A standard eye exam generally won’t identify BVD. That’s why it’s important to consult a neuro-optometrist if you’re experiencing headaches or migraines.

What is Binocular Vision Dysfunction?

Binocular vision dysfunction is a condition where your eyes are misaligned, leading the eye muscles to strain to transmit one clear image to your brain. This can result in head pain, migraines and several other symptoms. If the problem is BVD, a neuro-optometrist can diagnose the condition and provide effective treatment.

Common Symptoms of Binocular Vision Dysfunction

People with BVD typically experience some of these symptoms:

  • Sensitivity to light and glare
  • Double vision
  • Headaches and migraines
  • Eye strain
  • Fatigue or tiredness
  • Reduced attention span and concentration difficulties
  • Shadowed, overlapping or blurred vision
  • Dizziness
  • Light-headedness
  • Nausea
  • Anxiety
  • Motion sickness
  • Poor depth perception
  • Neck, upper back or shoulder pain

If BVD is the cause of your symptoms, specialized prismatic optical lenses that allow the eyes to regain their alignment can usually provide prompt relief.

Learning Disabilities and Reading Symptoms

Having even slightly misaligned eyes can also disrupt learning and reading.

Binocular vision dysfunction can tire your eyes while reading. Words may blend together, and you may skip lines or lose your place while reading.
------------------------------------------------------------------------
What you have to do =
Answer these questions from the text on binocular vision dysfunction:
1. What kind of specialist does the text recommend consulting if you have headaches or migraines?
2. What does the text say can usually bring prompt relief when BVD causes the symptoms?
3. According to the text, what can happen to words while reading with BVD?
The records that follow have no connection to the text on binocular vision dysfunction.
------------------------------------------------------------------------
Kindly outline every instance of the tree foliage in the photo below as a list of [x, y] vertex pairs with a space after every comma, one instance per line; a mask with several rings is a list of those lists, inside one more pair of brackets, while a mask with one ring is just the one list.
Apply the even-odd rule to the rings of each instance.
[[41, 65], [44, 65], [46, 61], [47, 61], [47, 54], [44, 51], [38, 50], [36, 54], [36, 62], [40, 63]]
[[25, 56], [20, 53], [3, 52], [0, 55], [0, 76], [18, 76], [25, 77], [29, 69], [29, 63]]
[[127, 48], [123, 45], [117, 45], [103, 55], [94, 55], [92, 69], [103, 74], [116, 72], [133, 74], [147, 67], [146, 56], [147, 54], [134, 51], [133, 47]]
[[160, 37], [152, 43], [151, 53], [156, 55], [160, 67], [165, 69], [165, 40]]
------------------------------------------------------------------------
Your solution =
1. A neuro-optometrist.
2. Specialized prismatic optical lenses that allow the eyes to regain their alignment.
3. Words may blend together.